洛谷 P3041 视频游戏的连击Video Game Combos
难度一般,不过这个数位DP其实应该叫做记忆化搜索
题意:玩游戏时可以通过按键组合打出combo技能;然后是已知N个combo的按键方式,然后求K次按键最多可以放出的combo技能(combo技能之间可以重叠)。
思路:
- 在AC自动机上如果一个点表示一个字符串以及它的后缀,则一个点可以对应多个combo技能(这是关键点)
- 可以先用拓扑排序处理出每个点对应了多少个combo技能,处理时要用fail的反向边即refail计算入度
- 然后就是数位DP啦,这题没啥坑点,思路简洁
题目描述
Bessie is playing a video game! In the game, the three letters ‘A’, ‘B’, and ‘C’ are the only valid buttons. Bessie may press the buttons in any order she likes; however, there are only N distinct combos possible (1 <= N <= 20). Combo i is represented as a string S_i which has a length between 1 and 15 and contains only the letters ‘A’, ‘B’, and ‘C’.
Whenever Bessie presses a combination of letters that matches with a combo, she gets one point for the combo. Combos may overlap with each other or even finish at the same time! For example if N = 3 and the three possible combos are “ABA”, “CB”, and “ABACB”, and Bessie presses “ABACB”, she will end with 3 points. Bessie may score points for a single combo more than once.
Bessie of course wants to earn points as quickly as possible. If she presses exactly K buttons (1 <= K <= 1,000), what is the maximum number of points she can earn?
贝西在玩一款游戏,该游戏只有三个技能键 “A”“B”“C”可用,但这些键可用形成N种(1 <= N<= 20)特定的组合技。第i个组合技用一个长度为1到15的字符串S_i表示。
当贝西输入的一个字符序列和一个组合技匹配的时候,他将获得1分。特殊的,他输入的一个字符序列有可能同时和若干个组合技匹配,比如N=3时,3种组合技分别为"ABA", “CB”, 和"ABACB",若贝西输入"ABACB",他将获得3分。
若贝西输入恰好K (1 <= K <= 1,000)个字符,他最多能获得多少分?
输入格式
-
Line 1: Two space-separated integers: N and K.
-
Lines 2…N+1: Line i+1 contains only the string S_i, representing combo i.
输出格式
- Line 1: A single integer, the maximum number of points Bessie can obtain.
输入输出样例
输入
3 7
ABA
CB
ABACB
输出
4
说明/提示
The optimal sequence of buttons in this case is ABACBCB, which gives 4 points–1 from ABA, 1 from ABACB, and 2 from CB.
//#pragma comment(linker, "/STACK:102400000,102400000")
#include "bits/stdc++.h"
#define pb push_back
#define ls l,m,now<<1
#define rs m+1,r,now<<1|1
#define hhh printf("hhh\n")
#define see(x) (cerr<<(#x)<<'='<<(x)<<endl)
════════════════════
(给定问题) 将上文洛谷 P3041 题解中从“Bessie of course”起至“she can earn?”止的一段原样输出。

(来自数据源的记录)
════════════════════
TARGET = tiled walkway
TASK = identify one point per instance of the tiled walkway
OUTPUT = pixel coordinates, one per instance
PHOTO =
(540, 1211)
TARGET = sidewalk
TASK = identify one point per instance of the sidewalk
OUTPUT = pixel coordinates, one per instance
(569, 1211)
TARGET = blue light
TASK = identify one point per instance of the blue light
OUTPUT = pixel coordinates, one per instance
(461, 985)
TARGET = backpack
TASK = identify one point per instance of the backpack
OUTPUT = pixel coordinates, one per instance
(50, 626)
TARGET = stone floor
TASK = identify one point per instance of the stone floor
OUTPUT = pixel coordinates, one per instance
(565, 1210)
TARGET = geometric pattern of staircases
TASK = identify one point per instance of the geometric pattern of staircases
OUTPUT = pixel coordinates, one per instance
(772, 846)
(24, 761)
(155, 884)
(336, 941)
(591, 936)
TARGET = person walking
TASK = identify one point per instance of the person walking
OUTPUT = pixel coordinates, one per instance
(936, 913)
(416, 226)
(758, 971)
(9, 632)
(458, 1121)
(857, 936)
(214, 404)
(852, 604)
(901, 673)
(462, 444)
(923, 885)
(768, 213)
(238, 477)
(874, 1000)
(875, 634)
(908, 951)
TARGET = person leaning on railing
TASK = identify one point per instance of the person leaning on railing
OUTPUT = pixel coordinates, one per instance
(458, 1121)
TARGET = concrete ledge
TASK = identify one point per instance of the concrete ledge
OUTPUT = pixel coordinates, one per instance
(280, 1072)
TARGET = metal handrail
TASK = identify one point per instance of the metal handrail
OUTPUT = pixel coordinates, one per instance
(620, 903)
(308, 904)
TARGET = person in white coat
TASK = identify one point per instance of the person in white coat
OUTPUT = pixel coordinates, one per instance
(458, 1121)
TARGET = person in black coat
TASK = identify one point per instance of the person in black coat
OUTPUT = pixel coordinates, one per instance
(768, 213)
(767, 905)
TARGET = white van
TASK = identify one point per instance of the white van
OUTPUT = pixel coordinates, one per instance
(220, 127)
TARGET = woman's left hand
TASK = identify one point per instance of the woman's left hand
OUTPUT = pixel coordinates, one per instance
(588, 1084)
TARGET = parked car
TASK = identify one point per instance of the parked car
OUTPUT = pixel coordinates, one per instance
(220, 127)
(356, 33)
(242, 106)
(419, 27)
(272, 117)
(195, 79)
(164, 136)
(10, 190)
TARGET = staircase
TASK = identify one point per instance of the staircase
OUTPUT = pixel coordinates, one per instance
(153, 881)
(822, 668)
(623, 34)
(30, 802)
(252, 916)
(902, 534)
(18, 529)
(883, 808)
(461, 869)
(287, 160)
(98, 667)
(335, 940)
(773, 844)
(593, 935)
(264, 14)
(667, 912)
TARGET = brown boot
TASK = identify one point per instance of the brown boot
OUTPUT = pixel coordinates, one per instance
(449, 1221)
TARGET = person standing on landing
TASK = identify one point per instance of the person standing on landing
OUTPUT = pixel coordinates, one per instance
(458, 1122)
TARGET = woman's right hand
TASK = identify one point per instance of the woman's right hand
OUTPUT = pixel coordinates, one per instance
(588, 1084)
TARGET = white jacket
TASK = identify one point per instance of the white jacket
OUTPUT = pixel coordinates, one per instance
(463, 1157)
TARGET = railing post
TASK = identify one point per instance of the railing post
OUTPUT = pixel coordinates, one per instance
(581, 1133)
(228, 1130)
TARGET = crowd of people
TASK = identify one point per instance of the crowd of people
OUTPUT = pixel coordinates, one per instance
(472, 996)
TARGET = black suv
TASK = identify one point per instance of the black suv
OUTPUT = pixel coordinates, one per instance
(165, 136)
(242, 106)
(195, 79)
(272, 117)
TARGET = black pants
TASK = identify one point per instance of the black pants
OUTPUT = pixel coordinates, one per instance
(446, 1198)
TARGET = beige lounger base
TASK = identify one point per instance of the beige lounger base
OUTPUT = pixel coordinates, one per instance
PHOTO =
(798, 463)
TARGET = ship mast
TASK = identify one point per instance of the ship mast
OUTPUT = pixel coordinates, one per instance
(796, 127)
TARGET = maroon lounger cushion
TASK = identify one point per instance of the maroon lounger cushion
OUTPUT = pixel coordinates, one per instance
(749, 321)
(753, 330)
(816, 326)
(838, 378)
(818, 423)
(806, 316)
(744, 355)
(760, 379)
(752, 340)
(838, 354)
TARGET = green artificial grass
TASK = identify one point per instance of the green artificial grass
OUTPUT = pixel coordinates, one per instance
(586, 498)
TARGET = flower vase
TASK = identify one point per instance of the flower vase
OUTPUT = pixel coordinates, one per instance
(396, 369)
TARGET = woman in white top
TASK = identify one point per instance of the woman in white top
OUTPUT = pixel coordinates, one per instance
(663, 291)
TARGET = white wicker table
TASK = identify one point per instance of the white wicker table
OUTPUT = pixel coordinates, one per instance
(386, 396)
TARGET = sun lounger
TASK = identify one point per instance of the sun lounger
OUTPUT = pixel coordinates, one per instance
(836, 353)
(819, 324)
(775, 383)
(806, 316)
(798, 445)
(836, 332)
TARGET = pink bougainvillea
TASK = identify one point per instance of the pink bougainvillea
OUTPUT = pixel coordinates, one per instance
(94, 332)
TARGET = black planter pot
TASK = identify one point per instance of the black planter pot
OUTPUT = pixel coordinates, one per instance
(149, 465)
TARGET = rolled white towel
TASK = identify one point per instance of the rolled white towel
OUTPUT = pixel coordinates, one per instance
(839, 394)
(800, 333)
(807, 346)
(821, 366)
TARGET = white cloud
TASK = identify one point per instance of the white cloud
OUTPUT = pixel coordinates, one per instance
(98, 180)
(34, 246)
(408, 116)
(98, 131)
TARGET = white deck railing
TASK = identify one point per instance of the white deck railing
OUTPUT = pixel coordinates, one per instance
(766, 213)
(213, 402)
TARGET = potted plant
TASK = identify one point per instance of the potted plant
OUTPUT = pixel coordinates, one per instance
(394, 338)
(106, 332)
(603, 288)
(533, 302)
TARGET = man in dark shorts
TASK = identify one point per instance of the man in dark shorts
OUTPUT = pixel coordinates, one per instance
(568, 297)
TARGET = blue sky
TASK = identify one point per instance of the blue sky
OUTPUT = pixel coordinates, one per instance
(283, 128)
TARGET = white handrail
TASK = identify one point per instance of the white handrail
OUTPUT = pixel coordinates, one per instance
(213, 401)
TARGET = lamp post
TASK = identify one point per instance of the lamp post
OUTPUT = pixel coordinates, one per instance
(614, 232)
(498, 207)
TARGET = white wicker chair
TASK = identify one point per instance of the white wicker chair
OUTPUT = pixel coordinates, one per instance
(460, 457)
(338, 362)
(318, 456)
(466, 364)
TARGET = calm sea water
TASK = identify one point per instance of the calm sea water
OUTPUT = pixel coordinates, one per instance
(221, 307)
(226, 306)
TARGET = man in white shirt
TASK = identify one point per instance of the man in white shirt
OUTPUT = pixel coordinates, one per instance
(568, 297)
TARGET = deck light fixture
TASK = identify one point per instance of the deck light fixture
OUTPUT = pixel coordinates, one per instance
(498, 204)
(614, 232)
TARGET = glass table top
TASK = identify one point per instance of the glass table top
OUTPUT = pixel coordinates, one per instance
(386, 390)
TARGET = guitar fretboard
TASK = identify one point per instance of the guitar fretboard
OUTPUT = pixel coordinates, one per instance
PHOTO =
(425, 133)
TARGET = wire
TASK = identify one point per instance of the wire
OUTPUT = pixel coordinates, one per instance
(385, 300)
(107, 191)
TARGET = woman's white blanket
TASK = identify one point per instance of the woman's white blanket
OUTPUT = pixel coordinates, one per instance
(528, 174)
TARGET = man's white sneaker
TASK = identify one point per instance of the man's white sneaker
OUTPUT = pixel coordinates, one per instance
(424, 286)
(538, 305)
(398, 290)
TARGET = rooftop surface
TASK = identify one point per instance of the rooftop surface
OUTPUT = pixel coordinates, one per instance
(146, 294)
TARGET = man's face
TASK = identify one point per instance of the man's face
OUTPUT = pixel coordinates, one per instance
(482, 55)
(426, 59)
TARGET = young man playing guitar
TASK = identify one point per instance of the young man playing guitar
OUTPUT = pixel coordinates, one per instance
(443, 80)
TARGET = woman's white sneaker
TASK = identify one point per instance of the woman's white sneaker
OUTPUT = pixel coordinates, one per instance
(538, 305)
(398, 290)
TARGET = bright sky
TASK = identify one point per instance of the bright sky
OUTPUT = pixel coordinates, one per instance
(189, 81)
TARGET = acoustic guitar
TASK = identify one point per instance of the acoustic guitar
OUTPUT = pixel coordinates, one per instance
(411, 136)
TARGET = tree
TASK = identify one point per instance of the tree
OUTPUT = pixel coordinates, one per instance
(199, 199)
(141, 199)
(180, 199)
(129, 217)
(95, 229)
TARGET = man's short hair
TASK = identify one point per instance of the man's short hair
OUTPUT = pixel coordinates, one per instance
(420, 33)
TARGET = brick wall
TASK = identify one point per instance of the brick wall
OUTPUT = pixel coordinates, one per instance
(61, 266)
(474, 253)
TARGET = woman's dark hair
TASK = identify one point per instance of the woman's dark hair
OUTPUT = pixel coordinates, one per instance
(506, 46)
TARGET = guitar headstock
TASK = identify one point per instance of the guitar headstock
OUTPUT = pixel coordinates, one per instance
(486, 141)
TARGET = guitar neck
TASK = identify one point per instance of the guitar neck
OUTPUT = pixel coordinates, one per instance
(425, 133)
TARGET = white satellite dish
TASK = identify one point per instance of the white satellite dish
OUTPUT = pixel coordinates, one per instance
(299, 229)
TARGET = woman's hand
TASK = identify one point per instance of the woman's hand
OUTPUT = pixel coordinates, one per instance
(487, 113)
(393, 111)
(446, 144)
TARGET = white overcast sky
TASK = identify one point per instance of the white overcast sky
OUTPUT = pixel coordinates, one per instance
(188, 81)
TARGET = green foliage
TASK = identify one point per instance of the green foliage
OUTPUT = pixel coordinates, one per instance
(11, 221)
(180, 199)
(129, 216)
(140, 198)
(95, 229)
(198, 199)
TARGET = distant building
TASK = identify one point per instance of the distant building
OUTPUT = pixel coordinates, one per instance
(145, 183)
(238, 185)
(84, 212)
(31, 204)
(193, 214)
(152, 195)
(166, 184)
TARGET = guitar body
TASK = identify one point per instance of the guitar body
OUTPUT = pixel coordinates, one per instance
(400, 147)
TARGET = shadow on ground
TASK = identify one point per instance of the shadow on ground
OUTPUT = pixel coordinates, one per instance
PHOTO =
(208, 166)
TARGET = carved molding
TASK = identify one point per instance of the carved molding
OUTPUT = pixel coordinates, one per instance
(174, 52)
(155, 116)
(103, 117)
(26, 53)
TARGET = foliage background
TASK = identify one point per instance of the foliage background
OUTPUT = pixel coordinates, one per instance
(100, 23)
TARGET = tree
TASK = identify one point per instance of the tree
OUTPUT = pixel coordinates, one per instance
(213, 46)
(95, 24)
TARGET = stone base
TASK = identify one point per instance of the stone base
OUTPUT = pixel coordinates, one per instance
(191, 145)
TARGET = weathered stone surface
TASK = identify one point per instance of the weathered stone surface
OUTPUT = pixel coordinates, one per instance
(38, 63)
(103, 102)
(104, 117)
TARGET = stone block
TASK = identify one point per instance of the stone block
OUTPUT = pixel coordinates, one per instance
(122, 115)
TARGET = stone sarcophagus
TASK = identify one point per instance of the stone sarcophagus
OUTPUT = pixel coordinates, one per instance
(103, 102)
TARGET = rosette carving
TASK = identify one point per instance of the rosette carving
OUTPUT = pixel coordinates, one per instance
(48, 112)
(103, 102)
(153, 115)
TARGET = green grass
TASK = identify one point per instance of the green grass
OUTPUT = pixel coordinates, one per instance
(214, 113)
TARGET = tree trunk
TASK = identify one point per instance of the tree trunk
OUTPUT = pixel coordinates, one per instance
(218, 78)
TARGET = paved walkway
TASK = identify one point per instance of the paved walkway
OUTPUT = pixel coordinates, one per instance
════════════════════
(任务答复)
Bessie of course wants to earn points as quickly as possible. If she presses exactly K buttons (1 <= K <= 1,000), what is the maximum number of points she can earn?